_Objective_
Render every line of the listing below as a numbered list, skipping blank lines. Leave the pictures out of your answer.

[Outline labeling listing]
::::::::::

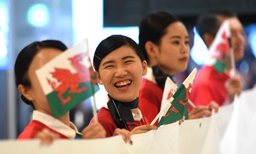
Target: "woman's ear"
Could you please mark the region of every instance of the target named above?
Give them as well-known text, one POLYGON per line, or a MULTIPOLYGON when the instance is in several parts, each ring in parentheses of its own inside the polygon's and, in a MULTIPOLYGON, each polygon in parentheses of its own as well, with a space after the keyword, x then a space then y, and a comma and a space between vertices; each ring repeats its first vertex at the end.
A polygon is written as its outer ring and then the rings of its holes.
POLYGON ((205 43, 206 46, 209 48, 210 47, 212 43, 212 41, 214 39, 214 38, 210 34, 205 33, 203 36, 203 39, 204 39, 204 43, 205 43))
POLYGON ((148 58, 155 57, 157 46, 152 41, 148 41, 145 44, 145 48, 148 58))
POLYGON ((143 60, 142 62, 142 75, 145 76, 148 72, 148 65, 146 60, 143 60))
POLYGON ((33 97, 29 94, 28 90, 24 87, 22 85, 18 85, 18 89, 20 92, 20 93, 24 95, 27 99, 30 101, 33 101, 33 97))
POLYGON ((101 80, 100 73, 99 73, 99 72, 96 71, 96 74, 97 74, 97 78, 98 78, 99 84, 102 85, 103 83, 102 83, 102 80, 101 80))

::::::::::

_Worked answer_
1. Target: "woman's ear"
2. Could you please mark the region of every instance of the target named above?
3. Give them as well-known text, one POLYGON per line, or a MULTIPOLYGON when the instance is in several parts, each ring in parentheses of its own inside the polygon's and, in a MULTIPOLYGON, each polygon in parentheses of its own as well, with a space after the keyword, x then a space then y, and a comma and a space between vertices; each ring repeats its first vertex at the end.
4. A polygon is written as its outer ring and then the rings of its holes.
5. POLYGON ((205 43, 206 46, 209 48, 210 47, 212 43, 212 41, 214 39, 214 38, 210 34, 205 33, 203 36, 203 39, 204 39, 204 43, 205 43))
6. POLYGON ((148 58, 155 57, 157 46, 152 41, 148 41, 145 44, 145 48, 148 58))
7. POLYGON ((143 60, 142 62, 142 75, 145 76, 148 72, 148 65, 146 60, 143 60))
8. POLYGON ((33 97, 29 94, 28 90, 24 87, 22 85, 18 85, 18 89, 20 92, 20 93, 24 95, 27 99, 30 101, 33 101, 33 97))
9. POLYGON ((101 80, 100 73, 99 73, 99 72, 96 71, 96 74, 97 74, 97 78, 98 78, 99 84, 102 85, 103 83, 102 83, 102 80, 101 80))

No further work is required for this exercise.